= TASK DETAILS =
Reproduce the data below word for word, without the pictures.
◇ ◇ ◇ ◇ ◇ ◇ ◇
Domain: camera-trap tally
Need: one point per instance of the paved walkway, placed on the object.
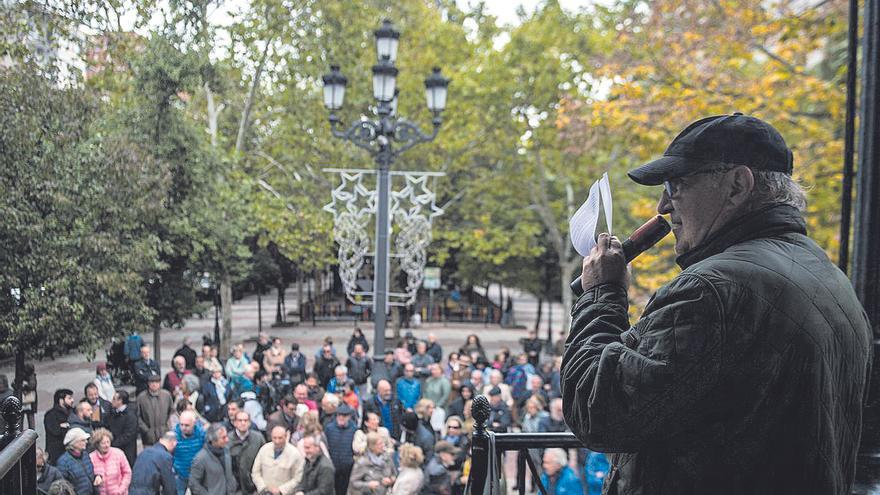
(74, 371)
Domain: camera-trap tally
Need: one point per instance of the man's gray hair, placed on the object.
(213, 433)
(777, 188)
(558, 455)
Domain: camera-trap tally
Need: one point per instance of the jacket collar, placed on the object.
(769, 221)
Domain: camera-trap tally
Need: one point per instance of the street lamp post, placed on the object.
◇ ◇ ◇ ◇ ◇ ◇ ◇
= SOLUTION TO THIS EXERCISE =
Domain: camera-trap tally
Need: one point per instance of the paved walkway, placed on the object.
(74, 371)
Domain: camera-trap tally
Need: one point per instance of the man's gray hair, placed on the object.
(213, 433)
(777, 188)
(558, 455)
Domain: camera-trap tally
Need: one point per instance of the jacket collar, placed on the object.
(769, 221)
Domain: camera-trap tally
Need: one point per instance of the street lamp post, placed on the object.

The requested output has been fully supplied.